● **Records**:

+++

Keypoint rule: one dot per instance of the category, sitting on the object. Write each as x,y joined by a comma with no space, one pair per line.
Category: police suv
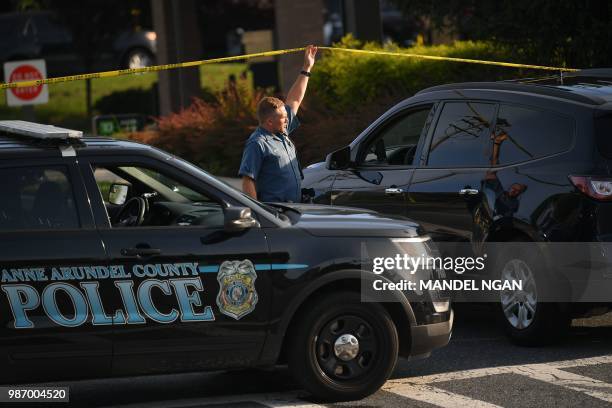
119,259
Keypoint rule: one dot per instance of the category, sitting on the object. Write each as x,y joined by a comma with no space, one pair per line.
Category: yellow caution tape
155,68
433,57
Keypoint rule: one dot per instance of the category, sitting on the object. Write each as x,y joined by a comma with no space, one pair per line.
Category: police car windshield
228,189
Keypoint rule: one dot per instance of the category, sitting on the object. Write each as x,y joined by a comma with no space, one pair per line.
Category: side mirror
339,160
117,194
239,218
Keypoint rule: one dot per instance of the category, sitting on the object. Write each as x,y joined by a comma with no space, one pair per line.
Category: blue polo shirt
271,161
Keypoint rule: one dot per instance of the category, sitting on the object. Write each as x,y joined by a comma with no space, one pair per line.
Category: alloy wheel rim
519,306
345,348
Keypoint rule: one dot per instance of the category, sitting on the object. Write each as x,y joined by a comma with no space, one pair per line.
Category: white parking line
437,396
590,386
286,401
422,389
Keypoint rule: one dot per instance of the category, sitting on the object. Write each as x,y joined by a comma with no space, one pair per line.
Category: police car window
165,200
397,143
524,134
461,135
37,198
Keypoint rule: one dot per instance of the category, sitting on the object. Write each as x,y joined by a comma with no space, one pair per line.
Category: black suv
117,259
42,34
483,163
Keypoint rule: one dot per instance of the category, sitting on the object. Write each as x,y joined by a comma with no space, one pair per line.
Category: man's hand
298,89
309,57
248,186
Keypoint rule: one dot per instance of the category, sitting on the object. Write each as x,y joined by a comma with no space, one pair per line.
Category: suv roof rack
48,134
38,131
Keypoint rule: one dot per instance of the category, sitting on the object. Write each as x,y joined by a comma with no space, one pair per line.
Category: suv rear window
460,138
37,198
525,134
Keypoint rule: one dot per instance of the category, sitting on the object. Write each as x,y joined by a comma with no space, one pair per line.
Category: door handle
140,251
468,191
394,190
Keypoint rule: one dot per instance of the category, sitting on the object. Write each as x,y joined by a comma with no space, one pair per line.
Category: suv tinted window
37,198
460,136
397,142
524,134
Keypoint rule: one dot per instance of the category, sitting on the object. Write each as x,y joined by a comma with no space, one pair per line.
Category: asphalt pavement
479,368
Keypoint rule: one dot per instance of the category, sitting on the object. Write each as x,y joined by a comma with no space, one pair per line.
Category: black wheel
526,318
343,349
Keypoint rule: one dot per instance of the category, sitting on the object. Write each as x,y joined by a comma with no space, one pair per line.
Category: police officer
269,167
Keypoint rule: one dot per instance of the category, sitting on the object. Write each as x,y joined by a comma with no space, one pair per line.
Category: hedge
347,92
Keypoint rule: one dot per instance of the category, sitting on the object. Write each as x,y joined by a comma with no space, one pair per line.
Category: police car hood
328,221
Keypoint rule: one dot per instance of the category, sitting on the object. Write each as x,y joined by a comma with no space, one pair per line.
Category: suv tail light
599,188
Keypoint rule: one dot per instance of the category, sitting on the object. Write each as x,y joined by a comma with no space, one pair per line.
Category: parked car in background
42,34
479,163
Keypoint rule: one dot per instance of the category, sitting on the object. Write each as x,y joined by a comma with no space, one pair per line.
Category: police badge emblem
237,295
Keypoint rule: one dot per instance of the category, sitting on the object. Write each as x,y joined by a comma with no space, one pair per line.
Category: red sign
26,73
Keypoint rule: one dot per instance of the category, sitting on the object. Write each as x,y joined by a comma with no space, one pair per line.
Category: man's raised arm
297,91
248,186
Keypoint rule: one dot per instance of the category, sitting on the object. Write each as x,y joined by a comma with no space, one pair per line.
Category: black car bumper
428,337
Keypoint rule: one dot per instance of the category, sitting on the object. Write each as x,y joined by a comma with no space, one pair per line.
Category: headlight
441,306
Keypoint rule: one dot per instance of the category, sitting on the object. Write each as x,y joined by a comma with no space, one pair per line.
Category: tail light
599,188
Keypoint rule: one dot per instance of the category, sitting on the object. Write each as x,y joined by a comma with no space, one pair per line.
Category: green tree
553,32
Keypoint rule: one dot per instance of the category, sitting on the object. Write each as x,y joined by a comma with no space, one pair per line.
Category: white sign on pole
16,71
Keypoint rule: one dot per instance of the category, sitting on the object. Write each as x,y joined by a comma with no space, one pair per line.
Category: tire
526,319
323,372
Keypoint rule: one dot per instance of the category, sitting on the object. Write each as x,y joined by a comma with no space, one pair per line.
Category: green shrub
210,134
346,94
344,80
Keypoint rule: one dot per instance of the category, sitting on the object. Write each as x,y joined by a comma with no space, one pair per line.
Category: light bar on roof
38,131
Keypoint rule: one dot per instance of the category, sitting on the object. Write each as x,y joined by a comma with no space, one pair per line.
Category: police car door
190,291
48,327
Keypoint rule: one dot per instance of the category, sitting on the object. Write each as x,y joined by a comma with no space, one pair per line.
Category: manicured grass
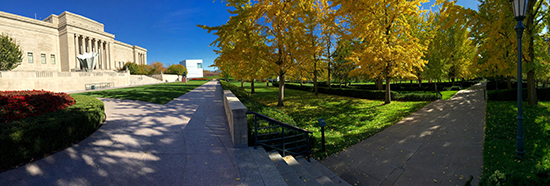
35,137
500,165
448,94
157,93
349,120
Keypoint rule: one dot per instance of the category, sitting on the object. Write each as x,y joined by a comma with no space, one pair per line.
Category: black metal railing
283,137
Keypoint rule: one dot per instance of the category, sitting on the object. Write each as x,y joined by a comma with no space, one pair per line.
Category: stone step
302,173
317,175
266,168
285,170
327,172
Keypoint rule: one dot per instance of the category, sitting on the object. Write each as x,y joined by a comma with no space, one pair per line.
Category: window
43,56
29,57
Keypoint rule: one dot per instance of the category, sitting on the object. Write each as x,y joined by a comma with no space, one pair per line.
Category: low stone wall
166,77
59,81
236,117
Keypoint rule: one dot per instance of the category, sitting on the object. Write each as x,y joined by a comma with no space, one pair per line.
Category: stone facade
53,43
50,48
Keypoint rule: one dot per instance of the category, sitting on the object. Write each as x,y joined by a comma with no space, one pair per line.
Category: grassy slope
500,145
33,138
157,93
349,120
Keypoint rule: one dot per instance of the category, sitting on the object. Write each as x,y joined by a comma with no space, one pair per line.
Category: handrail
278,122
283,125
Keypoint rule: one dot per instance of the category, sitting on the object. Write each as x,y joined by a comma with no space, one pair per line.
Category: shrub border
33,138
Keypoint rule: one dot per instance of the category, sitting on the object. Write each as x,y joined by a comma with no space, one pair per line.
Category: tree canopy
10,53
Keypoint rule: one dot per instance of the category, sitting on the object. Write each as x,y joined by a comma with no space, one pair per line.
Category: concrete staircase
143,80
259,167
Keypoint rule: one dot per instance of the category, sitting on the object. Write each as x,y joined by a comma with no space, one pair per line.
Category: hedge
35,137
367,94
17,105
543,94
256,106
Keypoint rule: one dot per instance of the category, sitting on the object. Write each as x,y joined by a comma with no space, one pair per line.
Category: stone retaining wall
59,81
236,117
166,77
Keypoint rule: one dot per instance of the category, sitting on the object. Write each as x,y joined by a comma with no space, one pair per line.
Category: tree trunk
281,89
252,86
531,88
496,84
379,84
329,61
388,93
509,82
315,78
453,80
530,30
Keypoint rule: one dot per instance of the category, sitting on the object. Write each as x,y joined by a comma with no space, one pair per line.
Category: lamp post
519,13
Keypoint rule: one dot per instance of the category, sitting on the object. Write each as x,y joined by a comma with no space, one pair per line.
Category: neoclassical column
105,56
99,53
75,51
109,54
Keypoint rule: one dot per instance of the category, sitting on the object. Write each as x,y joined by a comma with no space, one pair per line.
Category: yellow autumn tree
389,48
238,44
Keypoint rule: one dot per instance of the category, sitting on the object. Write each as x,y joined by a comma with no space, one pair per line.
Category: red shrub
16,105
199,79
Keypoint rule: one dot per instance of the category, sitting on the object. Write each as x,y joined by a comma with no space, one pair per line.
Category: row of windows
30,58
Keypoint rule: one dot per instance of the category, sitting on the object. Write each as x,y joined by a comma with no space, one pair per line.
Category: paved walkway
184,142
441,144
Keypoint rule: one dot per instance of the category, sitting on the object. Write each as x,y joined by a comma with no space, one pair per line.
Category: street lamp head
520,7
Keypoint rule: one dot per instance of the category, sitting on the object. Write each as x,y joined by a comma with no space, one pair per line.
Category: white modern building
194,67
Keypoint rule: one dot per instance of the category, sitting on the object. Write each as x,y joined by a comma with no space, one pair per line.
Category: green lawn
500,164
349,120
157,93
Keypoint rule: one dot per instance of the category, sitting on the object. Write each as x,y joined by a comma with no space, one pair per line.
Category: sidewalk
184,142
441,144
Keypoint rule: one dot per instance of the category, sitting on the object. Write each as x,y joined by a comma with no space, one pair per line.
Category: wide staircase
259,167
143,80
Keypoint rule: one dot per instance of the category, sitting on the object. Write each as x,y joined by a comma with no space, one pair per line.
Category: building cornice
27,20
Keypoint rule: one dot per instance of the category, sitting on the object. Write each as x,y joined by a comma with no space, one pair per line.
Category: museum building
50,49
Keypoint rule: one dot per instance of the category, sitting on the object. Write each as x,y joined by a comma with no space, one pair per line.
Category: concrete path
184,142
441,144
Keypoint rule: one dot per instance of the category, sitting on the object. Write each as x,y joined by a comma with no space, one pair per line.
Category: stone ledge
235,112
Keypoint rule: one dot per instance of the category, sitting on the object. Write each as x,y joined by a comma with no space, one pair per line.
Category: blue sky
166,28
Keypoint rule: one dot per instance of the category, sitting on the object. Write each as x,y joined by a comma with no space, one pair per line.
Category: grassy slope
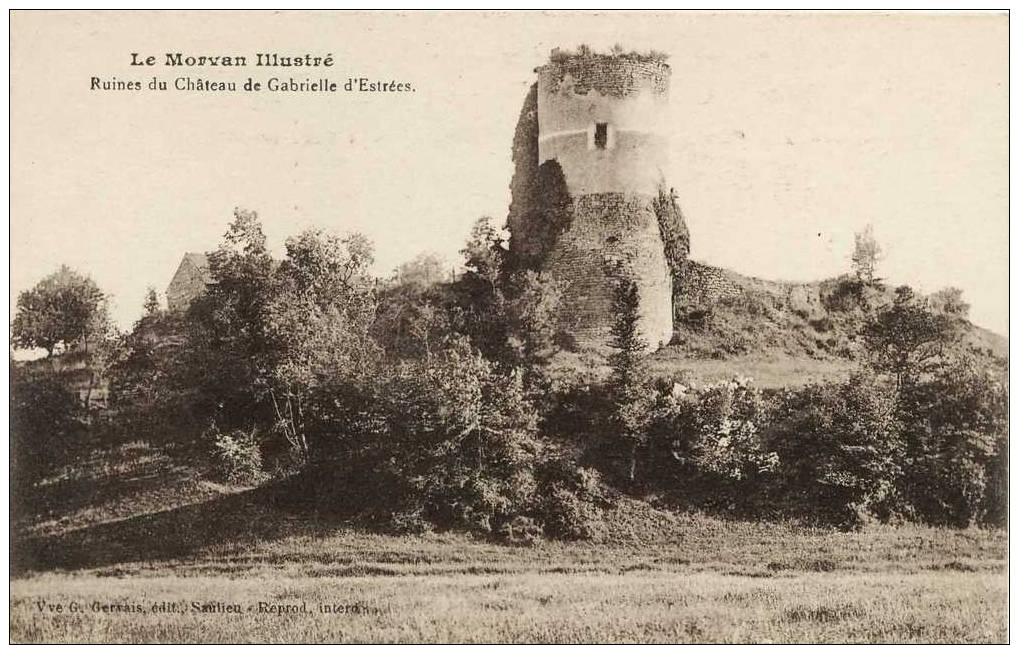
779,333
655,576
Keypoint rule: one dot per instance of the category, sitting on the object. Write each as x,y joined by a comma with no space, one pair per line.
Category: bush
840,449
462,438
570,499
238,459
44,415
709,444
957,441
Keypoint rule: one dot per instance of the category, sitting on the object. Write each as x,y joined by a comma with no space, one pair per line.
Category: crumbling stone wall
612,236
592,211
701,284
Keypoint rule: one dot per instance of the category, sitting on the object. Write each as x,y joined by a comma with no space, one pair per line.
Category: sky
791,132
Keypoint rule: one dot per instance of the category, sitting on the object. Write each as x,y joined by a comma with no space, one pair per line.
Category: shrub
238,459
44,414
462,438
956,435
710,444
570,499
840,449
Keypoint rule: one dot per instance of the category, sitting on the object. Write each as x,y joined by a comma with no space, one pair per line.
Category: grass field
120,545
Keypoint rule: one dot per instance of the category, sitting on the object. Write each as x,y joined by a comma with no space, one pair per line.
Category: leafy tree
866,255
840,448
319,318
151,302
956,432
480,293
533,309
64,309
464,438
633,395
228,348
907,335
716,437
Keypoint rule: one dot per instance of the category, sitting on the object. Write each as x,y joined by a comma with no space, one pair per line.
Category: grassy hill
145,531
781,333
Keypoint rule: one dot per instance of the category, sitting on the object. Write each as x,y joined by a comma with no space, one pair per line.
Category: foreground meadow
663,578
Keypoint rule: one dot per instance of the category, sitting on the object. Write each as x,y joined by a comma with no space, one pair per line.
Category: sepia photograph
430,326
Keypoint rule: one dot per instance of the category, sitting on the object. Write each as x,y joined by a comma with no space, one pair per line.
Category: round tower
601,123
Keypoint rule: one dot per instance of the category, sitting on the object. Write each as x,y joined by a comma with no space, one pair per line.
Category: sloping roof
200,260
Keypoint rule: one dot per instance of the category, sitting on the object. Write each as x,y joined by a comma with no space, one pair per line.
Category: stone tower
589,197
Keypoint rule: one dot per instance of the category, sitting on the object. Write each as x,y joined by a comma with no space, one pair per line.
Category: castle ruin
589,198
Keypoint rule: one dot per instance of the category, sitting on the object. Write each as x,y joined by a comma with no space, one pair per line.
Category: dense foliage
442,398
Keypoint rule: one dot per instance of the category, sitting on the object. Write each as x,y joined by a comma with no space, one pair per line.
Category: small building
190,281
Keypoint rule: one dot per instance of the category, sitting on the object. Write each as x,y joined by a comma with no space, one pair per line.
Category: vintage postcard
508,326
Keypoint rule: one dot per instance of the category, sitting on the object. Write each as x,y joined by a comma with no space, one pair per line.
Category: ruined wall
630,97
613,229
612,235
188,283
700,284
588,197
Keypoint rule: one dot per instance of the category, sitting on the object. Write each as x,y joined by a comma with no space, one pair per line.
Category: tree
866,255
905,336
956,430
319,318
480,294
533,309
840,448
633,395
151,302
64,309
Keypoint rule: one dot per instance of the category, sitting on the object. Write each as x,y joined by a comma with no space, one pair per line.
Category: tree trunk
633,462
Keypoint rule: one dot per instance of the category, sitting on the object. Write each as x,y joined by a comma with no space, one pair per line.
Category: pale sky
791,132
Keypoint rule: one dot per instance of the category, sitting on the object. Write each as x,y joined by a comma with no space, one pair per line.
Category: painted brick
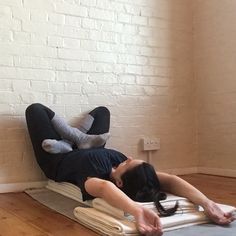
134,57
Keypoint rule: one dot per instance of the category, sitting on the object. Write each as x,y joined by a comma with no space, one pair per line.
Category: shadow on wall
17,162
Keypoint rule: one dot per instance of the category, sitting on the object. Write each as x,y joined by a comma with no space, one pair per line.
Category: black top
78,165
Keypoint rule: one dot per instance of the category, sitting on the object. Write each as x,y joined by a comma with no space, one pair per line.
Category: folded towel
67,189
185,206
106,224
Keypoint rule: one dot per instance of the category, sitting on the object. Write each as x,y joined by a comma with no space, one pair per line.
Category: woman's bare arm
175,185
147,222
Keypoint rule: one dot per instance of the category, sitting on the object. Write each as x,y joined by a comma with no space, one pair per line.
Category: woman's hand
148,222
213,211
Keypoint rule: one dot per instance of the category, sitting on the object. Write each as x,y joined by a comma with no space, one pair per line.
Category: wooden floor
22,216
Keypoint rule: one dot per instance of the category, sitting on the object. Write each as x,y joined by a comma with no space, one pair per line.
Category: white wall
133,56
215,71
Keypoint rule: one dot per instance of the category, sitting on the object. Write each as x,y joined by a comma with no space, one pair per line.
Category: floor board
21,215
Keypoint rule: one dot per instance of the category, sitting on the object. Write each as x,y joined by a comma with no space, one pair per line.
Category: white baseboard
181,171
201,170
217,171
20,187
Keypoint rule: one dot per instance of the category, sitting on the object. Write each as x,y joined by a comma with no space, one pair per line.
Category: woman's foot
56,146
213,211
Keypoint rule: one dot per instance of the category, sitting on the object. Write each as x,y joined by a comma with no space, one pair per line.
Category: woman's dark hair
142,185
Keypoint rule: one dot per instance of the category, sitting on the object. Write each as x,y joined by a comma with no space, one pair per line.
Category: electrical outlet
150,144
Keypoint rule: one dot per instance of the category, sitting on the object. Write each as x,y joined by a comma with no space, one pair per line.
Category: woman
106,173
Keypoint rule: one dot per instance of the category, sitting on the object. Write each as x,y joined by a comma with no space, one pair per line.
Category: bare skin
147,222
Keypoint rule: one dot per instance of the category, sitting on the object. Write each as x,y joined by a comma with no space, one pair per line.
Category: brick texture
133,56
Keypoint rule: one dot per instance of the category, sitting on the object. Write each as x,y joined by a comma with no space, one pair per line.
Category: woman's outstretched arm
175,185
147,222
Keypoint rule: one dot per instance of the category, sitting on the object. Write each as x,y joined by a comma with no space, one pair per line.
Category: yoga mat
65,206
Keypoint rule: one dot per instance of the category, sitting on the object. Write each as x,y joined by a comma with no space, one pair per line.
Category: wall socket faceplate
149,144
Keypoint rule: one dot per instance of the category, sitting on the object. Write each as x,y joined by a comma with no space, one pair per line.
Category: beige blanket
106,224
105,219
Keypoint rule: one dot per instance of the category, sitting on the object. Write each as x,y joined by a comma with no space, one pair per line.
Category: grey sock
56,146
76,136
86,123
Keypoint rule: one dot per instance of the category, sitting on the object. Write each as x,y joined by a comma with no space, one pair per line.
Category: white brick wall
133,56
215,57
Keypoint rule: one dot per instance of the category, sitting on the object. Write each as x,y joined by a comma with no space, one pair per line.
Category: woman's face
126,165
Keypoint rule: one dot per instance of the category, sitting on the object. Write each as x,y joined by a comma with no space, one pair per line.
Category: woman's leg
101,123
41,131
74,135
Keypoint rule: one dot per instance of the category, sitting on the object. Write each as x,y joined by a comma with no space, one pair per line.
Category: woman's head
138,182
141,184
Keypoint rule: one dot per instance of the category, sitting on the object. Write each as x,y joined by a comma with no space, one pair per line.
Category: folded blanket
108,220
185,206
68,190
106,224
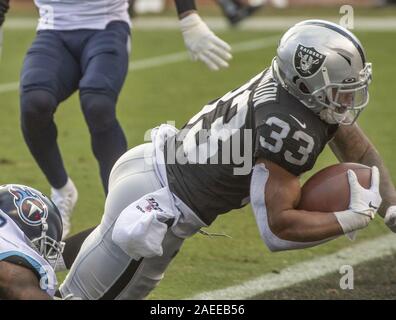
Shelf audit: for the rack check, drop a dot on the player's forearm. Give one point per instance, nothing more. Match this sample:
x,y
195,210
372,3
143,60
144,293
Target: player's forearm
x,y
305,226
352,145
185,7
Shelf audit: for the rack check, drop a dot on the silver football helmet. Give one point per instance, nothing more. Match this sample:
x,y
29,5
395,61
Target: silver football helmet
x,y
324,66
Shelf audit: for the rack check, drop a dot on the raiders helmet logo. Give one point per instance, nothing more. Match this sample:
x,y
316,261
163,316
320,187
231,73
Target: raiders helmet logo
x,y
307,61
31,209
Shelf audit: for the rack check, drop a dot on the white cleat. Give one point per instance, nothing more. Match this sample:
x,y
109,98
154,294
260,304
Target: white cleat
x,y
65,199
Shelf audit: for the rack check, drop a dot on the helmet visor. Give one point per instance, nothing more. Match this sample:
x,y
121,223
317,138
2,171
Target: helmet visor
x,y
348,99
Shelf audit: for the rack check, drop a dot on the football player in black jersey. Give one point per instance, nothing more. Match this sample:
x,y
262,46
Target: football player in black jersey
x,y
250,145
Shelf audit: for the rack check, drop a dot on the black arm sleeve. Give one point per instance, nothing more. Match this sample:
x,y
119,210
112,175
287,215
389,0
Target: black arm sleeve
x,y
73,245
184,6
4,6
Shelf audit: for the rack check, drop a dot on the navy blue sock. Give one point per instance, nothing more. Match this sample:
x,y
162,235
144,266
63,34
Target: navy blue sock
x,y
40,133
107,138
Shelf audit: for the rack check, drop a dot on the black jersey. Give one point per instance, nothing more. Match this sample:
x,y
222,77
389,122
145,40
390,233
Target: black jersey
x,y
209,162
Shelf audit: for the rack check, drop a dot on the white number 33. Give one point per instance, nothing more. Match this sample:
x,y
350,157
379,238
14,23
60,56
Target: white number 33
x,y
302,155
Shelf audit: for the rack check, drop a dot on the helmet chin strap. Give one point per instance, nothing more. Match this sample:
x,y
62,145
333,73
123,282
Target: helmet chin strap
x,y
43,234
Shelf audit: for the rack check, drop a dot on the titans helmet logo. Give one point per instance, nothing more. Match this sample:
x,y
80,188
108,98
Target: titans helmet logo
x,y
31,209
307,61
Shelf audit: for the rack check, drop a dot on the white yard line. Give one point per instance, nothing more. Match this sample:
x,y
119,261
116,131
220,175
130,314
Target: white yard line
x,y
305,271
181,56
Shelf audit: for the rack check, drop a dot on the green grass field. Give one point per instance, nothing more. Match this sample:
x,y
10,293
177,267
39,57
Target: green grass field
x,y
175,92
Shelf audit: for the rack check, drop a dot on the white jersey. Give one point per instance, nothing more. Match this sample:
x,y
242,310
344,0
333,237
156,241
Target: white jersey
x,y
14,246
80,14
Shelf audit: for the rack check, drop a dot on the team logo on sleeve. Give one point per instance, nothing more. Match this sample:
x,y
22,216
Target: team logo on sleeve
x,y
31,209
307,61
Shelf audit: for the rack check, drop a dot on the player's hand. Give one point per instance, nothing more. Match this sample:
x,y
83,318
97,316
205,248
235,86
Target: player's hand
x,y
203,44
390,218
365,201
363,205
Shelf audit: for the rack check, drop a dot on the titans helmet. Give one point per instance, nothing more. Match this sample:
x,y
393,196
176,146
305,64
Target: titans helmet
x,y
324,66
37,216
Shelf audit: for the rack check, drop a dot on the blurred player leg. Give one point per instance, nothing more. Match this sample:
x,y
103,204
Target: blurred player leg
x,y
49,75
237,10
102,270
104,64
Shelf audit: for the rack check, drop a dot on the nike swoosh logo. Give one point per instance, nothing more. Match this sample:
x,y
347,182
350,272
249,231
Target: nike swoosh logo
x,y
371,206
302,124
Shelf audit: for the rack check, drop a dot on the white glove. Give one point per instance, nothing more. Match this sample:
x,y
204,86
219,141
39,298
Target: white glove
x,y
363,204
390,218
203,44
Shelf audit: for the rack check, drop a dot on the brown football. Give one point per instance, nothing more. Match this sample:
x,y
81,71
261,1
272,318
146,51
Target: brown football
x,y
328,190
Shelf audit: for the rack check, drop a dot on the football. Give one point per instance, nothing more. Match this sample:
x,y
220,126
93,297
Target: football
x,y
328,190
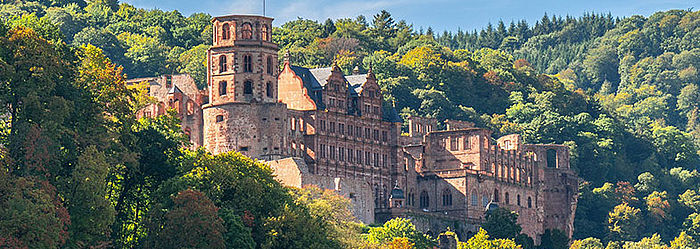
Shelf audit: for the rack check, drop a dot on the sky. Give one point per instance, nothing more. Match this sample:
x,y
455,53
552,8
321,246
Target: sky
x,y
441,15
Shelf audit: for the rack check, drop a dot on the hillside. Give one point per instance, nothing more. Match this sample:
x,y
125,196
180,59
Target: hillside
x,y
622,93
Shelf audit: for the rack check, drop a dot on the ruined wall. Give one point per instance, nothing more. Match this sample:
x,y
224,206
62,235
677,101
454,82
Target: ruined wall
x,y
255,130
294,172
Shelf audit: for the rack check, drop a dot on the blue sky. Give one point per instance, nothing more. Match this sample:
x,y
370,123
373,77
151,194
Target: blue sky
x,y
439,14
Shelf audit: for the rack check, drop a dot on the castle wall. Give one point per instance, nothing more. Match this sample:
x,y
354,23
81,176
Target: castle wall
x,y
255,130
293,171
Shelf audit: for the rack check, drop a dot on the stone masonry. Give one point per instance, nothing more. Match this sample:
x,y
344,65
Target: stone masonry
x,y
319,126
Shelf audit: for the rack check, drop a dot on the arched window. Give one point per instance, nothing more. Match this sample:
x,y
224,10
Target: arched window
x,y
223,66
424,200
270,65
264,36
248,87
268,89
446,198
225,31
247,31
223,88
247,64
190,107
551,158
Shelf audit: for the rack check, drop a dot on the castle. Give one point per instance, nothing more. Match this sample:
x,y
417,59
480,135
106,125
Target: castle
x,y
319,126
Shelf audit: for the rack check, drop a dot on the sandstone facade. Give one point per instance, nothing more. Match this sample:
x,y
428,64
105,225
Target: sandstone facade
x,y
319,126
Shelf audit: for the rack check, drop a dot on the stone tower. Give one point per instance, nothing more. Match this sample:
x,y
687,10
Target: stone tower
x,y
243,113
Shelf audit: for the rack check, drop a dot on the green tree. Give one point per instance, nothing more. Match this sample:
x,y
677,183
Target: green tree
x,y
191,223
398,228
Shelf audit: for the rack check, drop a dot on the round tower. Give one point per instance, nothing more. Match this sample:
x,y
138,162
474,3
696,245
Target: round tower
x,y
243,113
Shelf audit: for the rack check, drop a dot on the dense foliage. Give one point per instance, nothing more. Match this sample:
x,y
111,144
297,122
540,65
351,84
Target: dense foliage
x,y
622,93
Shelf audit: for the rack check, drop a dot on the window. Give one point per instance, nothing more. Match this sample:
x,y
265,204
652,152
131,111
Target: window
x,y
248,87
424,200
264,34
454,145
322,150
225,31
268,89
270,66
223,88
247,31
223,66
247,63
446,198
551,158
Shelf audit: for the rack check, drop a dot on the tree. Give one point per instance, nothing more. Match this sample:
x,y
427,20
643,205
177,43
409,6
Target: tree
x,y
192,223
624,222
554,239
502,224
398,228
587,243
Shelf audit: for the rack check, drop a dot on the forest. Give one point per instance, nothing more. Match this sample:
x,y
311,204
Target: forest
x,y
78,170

+++

● **SHORT TASK**: Repeat the line containing "on the dense" and all subsequent lines through the final line of the data, exactly and with no others.

● **THE OUTPUT**:
Shelf audit: for the rack check, drop a dot on the dense foliage. Give one point per instance, nothing more. Match this sample:
x,y
111,144
297,122
540,65
351,84
Target: dense foliage
x,y
622,93
Shelf audit: for the rack check, drop a dot on the window. Give one point per instance, nothing more. Match this sample:
x,y
265,204
652,152
131,111
Target: window
x,y
248,87
424,200
264,34
454,145
322,150
225,31
268,89
270,66
223,88
247,31
223,66
247,63
446,198
551,158
Shelf audit: for the rack check, drop a dot on the tree. Give one point per instance, nothing more. Match this sample:
x,y
427,20
643,205
177,43
409,6
Target: tree
x,y
192,223
624,222
554,239
502,224
398,228
587,243
Shelf audit: for the rack check, drop a dot on the forest. Give one point per instance, nothing more. Match this sample:
x,y
311,204
Target: forest
x,y
78,170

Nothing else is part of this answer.